Start of DATA FOR REVIEW
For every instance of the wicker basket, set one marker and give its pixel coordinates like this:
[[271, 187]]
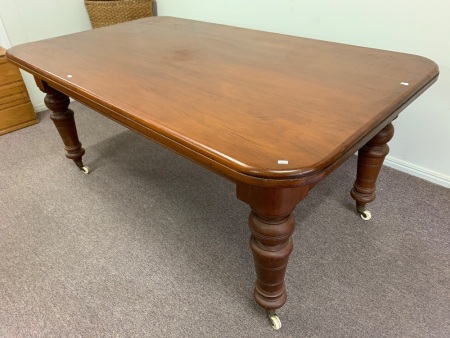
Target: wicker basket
[[110, 12]]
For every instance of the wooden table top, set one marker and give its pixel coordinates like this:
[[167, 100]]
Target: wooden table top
[[260, 104]]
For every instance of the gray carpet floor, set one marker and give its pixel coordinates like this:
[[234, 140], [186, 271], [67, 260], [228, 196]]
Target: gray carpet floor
[[152, 245]]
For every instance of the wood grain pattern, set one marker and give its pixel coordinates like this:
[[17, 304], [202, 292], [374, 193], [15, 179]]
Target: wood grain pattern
End of DATA FOR REVIEW
▶ _ASSIGNMENT_: All that is wanted is the lines from the one containing "For every instance of the wooden" through the last line of the records, restated word for word.

▶ _YOUR SOLUTION_:
For every instance of the wooden table top, set one marker and give its pixel coordinates like this:
[[167, 100]]
Target: wooden table top
[[260, 104]]
For every instance of the gray carpet floor, set one marker and give its pixel coordinates like this:
[[234, 140], [186, 271], [67, 260], [228, 196]]
Target: gray carpet floor
[[152, 245]]
For every instance of the wood grain pattern, set one marker and give its pixel coordinates like this:
[[17, 304], [202, 292], [374, 193], [15, 179]]
Target: wood grain pattern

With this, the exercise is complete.